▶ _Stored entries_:
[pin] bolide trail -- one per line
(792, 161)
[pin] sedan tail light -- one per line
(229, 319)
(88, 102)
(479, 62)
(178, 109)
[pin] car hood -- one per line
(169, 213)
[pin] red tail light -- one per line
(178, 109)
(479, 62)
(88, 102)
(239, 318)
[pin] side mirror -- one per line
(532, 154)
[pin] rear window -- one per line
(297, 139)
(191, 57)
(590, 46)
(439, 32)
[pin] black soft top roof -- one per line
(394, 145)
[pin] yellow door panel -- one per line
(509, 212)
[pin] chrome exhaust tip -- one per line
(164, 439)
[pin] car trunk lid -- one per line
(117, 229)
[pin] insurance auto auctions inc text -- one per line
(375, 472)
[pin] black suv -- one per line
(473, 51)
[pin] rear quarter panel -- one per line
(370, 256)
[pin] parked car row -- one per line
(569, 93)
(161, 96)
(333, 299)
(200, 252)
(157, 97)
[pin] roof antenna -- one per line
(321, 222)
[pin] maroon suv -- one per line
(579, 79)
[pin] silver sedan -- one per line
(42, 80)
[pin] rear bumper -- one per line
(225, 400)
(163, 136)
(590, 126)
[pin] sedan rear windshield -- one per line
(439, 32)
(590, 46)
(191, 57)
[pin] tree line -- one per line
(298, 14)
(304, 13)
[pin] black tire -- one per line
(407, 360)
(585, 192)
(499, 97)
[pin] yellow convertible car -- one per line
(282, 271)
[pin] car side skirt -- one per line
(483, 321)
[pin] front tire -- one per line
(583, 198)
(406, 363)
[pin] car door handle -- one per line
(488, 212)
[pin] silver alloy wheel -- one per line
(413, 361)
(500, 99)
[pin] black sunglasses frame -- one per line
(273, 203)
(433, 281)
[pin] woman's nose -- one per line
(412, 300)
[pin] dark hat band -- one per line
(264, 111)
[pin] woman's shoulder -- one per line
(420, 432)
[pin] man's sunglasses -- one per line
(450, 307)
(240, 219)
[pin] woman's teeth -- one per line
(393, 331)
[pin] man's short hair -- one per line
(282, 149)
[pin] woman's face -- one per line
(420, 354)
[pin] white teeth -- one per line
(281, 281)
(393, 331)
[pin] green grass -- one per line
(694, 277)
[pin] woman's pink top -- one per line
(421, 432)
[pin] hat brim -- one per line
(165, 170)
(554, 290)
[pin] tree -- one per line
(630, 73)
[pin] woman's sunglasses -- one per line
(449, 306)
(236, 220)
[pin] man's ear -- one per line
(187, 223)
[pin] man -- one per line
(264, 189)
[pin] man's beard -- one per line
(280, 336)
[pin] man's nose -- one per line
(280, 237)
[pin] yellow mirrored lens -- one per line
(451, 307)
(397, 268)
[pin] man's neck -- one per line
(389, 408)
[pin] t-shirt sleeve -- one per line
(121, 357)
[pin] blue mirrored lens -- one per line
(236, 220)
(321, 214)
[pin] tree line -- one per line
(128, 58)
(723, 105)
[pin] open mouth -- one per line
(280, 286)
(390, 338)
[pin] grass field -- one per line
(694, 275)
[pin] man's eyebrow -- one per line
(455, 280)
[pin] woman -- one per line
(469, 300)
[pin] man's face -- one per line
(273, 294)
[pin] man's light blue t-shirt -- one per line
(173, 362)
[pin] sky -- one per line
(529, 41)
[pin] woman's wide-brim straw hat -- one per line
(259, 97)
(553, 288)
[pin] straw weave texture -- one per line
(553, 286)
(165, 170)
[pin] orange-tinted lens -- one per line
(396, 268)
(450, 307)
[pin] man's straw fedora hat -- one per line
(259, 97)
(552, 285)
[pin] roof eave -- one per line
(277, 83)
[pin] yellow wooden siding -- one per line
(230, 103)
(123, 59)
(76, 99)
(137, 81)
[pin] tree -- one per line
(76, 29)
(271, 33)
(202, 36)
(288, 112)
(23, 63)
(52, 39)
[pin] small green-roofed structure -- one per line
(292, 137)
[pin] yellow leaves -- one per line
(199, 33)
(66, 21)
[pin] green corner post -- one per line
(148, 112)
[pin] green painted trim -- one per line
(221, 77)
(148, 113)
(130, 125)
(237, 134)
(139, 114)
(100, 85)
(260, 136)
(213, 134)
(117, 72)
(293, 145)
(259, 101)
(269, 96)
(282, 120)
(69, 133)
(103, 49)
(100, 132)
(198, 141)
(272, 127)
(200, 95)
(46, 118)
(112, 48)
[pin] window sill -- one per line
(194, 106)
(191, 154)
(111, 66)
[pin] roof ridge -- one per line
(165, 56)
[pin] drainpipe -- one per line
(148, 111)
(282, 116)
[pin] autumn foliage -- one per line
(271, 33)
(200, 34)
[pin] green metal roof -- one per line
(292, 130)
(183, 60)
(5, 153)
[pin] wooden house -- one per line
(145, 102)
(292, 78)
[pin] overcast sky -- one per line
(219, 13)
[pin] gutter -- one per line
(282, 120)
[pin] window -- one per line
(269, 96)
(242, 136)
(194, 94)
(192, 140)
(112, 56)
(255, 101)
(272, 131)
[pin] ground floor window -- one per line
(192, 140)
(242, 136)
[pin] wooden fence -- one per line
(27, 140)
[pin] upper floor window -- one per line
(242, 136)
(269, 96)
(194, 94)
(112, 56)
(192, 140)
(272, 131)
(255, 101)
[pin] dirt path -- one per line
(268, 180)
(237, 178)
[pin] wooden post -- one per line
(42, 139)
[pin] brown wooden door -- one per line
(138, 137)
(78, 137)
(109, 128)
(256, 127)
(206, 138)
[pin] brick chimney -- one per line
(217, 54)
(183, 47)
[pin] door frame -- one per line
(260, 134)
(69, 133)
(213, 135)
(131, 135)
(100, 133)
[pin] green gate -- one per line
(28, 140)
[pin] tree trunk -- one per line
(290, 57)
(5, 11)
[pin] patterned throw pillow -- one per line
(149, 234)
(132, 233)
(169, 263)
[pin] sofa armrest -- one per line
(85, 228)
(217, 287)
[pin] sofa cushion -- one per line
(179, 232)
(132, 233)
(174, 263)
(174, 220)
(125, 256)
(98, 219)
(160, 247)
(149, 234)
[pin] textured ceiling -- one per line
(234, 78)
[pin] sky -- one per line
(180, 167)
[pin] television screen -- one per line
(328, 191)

...

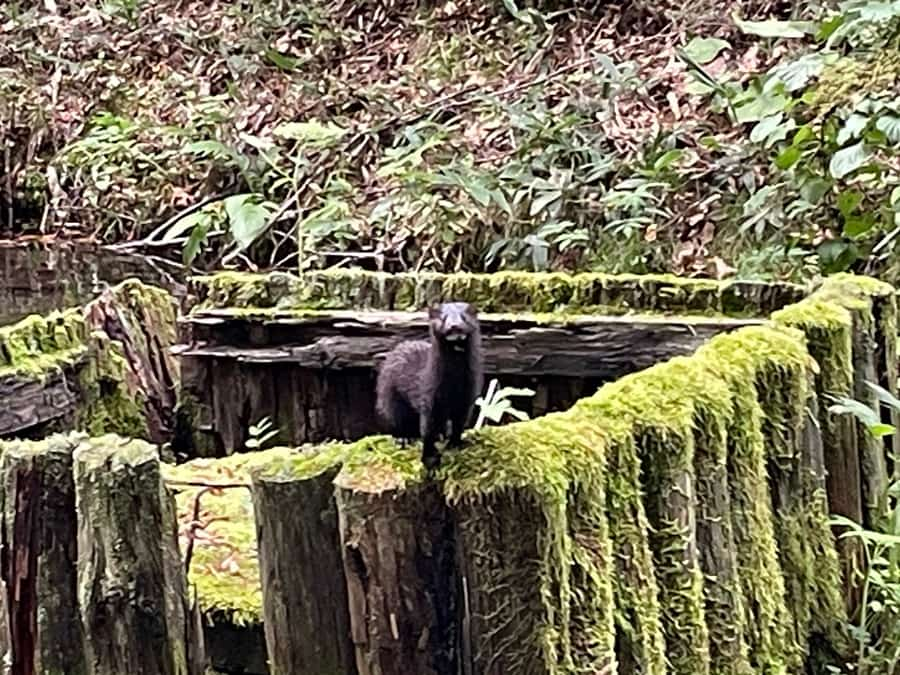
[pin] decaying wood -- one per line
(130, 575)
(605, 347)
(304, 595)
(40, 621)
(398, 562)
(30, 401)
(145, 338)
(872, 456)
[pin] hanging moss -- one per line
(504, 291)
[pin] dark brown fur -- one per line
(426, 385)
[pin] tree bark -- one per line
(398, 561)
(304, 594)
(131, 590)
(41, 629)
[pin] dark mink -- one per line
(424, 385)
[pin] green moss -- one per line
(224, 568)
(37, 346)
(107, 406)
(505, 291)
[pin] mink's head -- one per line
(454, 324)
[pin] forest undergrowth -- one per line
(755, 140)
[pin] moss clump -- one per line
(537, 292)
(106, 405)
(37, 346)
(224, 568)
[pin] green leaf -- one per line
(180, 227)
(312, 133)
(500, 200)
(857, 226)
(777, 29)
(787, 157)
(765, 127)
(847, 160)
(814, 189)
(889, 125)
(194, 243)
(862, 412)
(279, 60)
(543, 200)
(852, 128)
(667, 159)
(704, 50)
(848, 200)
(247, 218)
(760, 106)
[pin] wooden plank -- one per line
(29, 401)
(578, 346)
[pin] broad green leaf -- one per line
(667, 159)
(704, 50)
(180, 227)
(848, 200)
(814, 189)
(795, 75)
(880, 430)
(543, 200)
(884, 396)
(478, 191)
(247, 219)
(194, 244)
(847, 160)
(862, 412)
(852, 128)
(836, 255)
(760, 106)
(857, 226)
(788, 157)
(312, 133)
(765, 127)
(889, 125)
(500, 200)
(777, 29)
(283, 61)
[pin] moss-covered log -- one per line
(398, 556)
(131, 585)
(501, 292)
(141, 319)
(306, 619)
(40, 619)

▶ _Stated task_: Pull out each line of the records above that contains the string "tire", and copy it as it appears. Treat uppercase and lowercase as different when matching.

▶ _Response to this exercise_:
[pin] black tire -- one per line
[pin] front tire -- one per line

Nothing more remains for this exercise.